Stored data
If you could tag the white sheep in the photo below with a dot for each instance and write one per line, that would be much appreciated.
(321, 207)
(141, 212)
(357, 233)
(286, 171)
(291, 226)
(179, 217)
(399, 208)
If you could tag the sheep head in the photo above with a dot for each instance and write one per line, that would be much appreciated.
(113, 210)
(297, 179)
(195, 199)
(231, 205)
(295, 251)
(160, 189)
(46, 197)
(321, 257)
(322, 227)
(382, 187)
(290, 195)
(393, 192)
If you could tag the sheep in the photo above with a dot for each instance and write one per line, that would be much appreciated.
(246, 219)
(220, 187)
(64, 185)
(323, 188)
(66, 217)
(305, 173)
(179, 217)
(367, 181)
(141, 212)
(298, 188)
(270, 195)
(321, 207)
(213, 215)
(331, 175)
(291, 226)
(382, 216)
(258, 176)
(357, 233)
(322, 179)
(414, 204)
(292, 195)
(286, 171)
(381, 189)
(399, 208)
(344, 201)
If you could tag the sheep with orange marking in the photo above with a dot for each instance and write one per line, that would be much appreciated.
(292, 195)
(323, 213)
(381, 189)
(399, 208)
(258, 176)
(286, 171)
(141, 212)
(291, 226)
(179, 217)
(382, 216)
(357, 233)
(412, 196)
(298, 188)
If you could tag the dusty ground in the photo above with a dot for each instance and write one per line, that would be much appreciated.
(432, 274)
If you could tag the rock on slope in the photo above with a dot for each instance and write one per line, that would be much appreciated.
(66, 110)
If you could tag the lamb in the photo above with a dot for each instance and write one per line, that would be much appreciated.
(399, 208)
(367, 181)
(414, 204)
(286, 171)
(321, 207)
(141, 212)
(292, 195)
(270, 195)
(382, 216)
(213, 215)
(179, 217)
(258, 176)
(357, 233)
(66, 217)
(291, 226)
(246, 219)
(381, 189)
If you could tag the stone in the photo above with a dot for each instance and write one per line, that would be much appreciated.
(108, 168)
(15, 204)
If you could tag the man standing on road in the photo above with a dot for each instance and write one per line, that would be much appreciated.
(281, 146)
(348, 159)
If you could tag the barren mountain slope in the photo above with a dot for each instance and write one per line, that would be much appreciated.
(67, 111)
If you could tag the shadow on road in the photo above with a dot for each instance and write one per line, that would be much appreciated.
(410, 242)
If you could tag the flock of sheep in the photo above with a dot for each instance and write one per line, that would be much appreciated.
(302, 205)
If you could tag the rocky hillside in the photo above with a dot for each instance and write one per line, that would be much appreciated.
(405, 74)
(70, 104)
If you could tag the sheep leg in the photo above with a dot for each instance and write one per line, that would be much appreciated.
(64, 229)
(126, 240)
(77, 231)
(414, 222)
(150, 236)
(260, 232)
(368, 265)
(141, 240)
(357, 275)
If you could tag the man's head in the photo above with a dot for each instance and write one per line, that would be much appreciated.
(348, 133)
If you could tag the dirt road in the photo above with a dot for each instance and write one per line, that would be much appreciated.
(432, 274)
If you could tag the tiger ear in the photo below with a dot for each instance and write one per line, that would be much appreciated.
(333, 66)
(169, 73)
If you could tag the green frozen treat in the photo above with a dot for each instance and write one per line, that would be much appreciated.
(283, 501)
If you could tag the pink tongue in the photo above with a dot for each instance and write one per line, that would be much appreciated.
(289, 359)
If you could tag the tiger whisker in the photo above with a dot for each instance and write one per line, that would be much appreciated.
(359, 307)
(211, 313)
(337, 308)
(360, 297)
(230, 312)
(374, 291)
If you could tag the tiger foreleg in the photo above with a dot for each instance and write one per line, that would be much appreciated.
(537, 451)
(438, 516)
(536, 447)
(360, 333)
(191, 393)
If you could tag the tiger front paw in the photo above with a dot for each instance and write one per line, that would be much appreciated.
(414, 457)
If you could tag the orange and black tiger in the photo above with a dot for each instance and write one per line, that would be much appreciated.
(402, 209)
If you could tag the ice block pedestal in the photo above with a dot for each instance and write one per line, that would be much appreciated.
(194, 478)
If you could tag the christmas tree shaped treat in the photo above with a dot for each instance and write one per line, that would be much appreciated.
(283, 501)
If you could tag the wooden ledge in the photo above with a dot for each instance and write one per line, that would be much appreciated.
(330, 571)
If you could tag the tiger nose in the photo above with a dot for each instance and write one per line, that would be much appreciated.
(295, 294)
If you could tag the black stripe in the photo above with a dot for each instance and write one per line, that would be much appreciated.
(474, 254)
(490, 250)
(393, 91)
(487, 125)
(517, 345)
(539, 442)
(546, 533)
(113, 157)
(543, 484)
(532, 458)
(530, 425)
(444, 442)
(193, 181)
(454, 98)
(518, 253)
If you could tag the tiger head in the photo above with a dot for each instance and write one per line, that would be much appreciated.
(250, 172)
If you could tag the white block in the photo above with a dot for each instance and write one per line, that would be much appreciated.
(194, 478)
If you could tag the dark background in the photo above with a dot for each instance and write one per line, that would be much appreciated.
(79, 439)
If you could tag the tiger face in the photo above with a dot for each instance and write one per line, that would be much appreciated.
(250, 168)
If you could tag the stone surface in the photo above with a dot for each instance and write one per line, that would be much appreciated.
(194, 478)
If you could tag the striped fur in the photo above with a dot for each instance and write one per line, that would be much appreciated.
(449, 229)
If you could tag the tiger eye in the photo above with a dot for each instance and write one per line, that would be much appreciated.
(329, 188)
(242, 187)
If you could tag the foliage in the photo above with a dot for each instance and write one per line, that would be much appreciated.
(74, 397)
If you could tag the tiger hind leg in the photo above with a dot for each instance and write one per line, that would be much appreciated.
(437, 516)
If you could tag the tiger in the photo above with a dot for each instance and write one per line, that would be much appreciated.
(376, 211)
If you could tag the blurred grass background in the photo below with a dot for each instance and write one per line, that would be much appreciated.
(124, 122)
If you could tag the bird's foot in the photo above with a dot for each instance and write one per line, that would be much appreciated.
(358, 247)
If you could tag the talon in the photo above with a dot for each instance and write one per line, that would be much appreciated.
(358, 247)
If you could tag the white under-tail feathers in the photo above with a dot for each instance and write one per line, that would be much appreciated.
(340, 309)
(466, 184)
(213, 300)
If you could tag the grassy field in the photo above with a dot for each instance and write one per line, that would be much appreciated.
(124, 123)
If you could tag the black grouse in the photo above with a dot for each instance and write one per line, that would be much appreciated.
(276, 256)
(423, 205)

* _The exercise_: Retype the material in full. Each word must match.

* _Finished exercise_:
If you could tag the white sheep in the photo below with a dot for each instance and write one per line, that would be much appreciated.
(321, 207)
(141, 212)
(357, 233)
(286, 171)
(291, 226)
(179, 217)
(399, 208)
If you could tag the sheep head in the photo above with a dot for each instance and write one per line, that would be much appreciated.
(113, 210)
(297, 179)
(195, 199)
(231, 205)
(295, 251)
(160, 189)
(46, 197)
(321, 257)
(322, 227)
(382, 187)
(290, 195)
(393, 192)
If you could tag the sheep in the photo above with a dot for each instance and write one per line, that would be much appreciated.
(246, 219)
(220, 187)
(64, 185)
(323, 188)
(66, 217)
(305, 173)
(179, 217)
(367, 181)
(141, 212)
(298, 188)
(270, 195)
(321, 207)
(213, 215)
(331, 175)
(291, 226)
(382, 216)
(258, 176)
(357, 233)
(322, 179)
(414, 204)
(292, 195)
(286, 171)
(381, 189)
(399, 208)
(344, 201)
If you could tag the sheep with orange marking in the photo above with a dot for each instance and write one per line, that would be much appreciated.
(292, 195)
(323, 213)
(381, 189)
(399, 208)
(258, 176)
(286, 171)
(141, 212)
(291, 226)
(179, 217)
(382, 216)
(357, 233)
(412, 196)
(298, 188)
If you could tag the dusty ground in the photo above with a dot for each instance and write one per line, that would be much appreciated.
(432, 274)
If you could tag the rock on slope in the photo above with a dot for each instance and write one per line, that would be much appreciated.
(66, 110)
If you could tag the lamb in the photo above with a dot for each instance and write one per line, that would be much appreciated.
(399, 208)
(367, 181)
(414, 204)
(286, 171)
(321, 207)
(141, 212)
(292, 195)
(270, 195)
(382, 216)
(213, 215)
(179, 217)
(258, 176)
(357, 233)
(66, 217)
(291, 226)
(246, 219)
(381, 189)
If you could tag the stone in the photo above with a dot for each instance and write one per line, that would be much appreciated.
(108, 168)
(15, 204)
If you could tag the man standing on road in the photo above with a dot for each instance and write one per line, that would be much appreciated.
(281, 146)
(348, 159)
If you could tag the barren mountain slope in the photo above with a dot for each instance and write one per line, that would be much appreciated.
(67, 111)
If you could tag the shadow on road in the photo above with a dot for each instance and write one per line, that would be much appreciated.
(410, 242)
If you could tag the flock of sheep in the photo above with a dot for each instance and write one per line, that would be much appreciated.
(302, 205)
If you could tag the rocky hillside in the photo above with a dot for each instance and write one per line, that would be much appreciated.
(405, 74)
(70, 104)
If you could tag the sheep leg in the photo above with a dot for each instance and write one per line, that would be much appreciated.
(64, 229)
(126, 240)
(77, 231)
(414, 222)
(150, 236)
(260, 232)
(368, 265)
(141, 240)
(357, 275)
If you could tag the man's head in the photo above with a dot for each instance and write one per line, that would be much appreciated.
(348, 133)
If you could tag the dirt road in the photo above with a dot for each instance and write one per line, that would be much appreciated.
(432, 274)
If you could tag the tiger ear in the photo below with a dot for each instance and write one per line, that would be much appreciated.
(333, 66)
(169, 73)
If you could tag the green frozen treat in the photo above with a dot for each instance and write one per line, that would be much appreciated.
(283, 501)
If you could tag the pink tongue in the photo above with a dot for each instance and write one per line, that would be much appreciated.
(289, 359)
If you could tag the tiger whisker in the photo above with a dot for each instance and write one per line, that would be much appreciated.
(359, 307)
(211, 313)
(337, 308)
(360, 297)
(230, 312)
(374, 291)
If you could tag the tiger foreleg in the photo above with a dot for each instance and write one per line, that would be much appreciated.
(537, 451)
(438, 516)
(536, 447)
(360, 333)
(191, 393)
If you could tag the tiger front paw in the photo above with a dot for each instance and write one per line, that would be much appreciated.
(414, 457)
If you could tag the orange and black tiger in the photo above with a dot for each instance and write one per line, that would be much appreciated.
(402, 209)
If you could tag the ice block pedestal in the photo above with a dot for each instance and write one per line, that would be much appreciated.
(194, 478)
If you could tag the christmas tree shaped treat in the photo above with a dot for each instance and write one per line, that would be much appreciated.
(283, 501)
If you could tag the wooden ledge in the photo above with a dot for each instance and write one per line, that would be much appreciated.
(330, 571)
If you could tag the tiger nose in the photo above with a dot for each instance and write one per line, that would be much appreciated.
(295, 294)
If you could tag the black stripe in the photo above with a dot for each instance and write one per line, that would be much appreciated.
(474, 254)
(490, 250)
(393, 91)
(487, 125)
(517, 345)
(539, 442)
(546, 533)
(113, 157)
(543, 484)
(532, 458)
(530, 425)
(444, 442)
(193, 181)
(454, 98)
(518, 253)
If you could tag the tiger head in the photo above with a dot for each instance and write one per line, that would be much appreciated.
(250, 172)
If you could tag the white block in the photo above with a dot for each instance and write one per line, that would be much appreciated.
(194, 478)
If you could tag the dark background in the photo above with a dot for each instance and write one per line, that would be much appreciated.
(79, 439)
If you could tag the tiger face in the photo above with a dot for each instance and write one per line, that would be much appreciated.
(250, 168)
If you could tag the stone surface in the photo above with a dot for each instance and write one per line, that would be much appreciated.
(194, 478)
If you could tag the striped fur in the photo above with a dot for each instance and write one per line, that would be much appreciated.
(449, 229)
If you could tag the tiger eye in the photo above with a dot for each instance and write one per line, that would be much appreciated.
(329, 188)
(242, 187)
If you could tag the foliage in the photo above with a dot for each instance and write one per line, that would be much appreciated.
(74, 397)
If you could tag the tiger hind leg in the photo above with a dot for each instance and write one per line, that would be much appreciated.
(437, 516)
If you could tag the tiger in the photo above with a dot for each instance and write one per line, that would be much appreciated.
(376, 211)
If you could tag the blurred grass background in the photo below with a dot for each instance and write one per line, that would be much appreciated.
(124, 122)
If you could tag the bird's foot in the photo above with a dot for each instance and write one per line, that would be much appreciated.
(358, 247)
If you could tag the talon in the photo above with a dot for each instance and write one per line, that would be much appreciated.
(358, 247)
If you could tag the white under-tail feathers in the photo above with a dot for each instance and write one per line, that would be much appreciated.
(340, 309)
(466, 184)
(213, 300)
If you could tag the grassy field in the photo above with a dot for each instance and write one per line, that would be much appreciated.
(124, 123)
If you could tag the black grouse in the photo above with a dot for each instance and write one per line, that would be much appreciated.
(276, 256)
(423, 205)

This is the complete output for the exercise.